- [Task requirements] Exactly the lines from the line containing "of the paved" through the last line of the entries below should appear in the answer, reproduced verbatim.

Records drawn from a dataset
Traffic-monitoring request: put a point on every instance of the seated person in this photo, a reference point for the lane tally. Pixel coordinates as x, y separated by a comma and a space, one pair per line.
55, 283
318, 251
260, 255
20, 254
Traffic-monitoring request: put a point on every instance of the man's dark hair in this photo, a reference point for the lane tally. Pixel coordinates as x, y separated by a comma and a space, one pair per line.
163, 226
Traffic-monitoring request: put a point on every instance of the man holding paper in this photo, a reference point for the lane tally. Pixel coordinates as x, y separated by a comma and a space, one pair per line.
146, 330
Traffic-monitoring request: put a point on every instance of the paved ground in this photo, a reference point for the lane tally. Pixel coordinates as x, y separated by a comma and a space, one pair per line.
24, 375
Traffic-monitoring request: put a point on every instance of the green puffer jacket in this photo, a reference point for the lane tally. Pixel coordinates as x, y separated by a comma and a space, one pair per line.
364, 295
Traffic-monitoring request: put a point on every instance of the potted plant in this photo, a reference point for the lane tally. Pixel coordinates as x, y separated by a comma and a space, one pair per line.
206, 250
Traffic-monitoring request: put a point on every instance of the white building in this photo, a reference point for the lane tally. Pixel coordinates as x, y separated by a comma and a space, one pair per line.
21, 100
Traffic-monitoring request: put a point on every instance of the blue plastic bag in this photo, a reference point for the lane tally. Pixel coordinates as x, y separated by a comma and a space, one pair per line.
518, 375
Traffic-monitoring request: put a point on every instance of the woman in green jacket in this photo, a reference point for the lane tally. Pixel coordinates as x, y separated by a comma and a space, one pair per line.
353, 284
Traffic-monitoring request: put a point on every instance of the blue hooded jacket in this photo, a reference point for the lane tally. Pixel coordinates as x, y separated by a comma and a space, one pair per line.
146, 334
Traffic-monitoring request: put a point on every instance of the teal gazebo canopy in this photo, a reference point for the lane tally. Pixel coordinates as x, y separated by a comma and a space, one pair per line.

- [Final answer]
Traffic-monitoring request: put a point on every instance of the paved ground in this photo, a reference point for the lane tally. Pixel coordinates as x, y separated by a comma and a space, one pair per line.
24, 375
Traffic-monitoring request: put a point on every instance of the green puffer jacket in this photo, a reference point for the lane tally. Pixel coordinates as x, y separated by a comma and a space, one pair per line.
364, 295
Traffic-monitoring request: put a point on every instance of the potted plant in this photo, a reference point for the lane tally. Pixel coordinates as x, y separated by a comma and a space, one pair per line.
206, 250
Traffic-monitoring request: put a point on every instance of the white building in this photo, a reference point for the lane tally. Pixel coordinates as x, y separated by a comma and a space, one pair per line.
21, 100
Traffic-monitoring request: put a point on every instance of the blue plastic bag in this photo, a reference point for the lane tally. Pixel coordinates as x, y separated by a comma and a space, one pair per line.
518, 375
Traffic-monitoring request: put a point on every instance of the woman in green jacket in this photo, a reference point for the lane tally. Pixel coordinates as x, y separated by a comma and a space, one pair per line.
353, 284
Traffic-monitoring request: put a point on every instance of the blue hooded jacket in this photo, a reference point for the lane tally. Pixel coordinates as x, y separated by a comma and a space, one pair per line.
146, 334
Traffic-monitoring request: put a point on every instance of the teal gazebo canopy in this photo, a reference point for the lane tally. Pixel coordinates as x, y separated by a comma and a space, one pair per line.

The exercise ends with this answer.